> [THE TASK] All lines in the records below with the word "white" must be returned.

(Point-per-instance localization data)
* * * * *
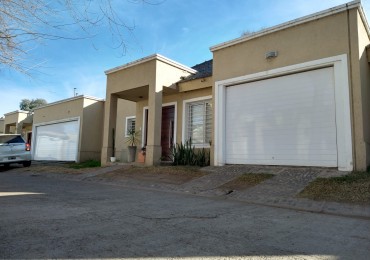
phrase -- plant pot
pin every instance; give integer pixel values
(131, 153)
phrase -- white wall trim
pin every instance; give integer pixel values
(184, 104)
(150, 58)
(342, 105)
(175, 119)
(34, 133)
(125, 126)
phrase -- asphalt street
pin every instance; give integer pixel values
(43, 217)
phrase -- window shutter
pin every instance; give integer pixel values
(199, 122)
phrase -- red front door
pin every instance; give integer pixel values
(167, 131)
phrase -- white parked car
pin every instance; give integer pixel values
(13, 149)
* * * * *
> [ANSWER SECTION]
phrase -- white wall trim
phrase -- white parked car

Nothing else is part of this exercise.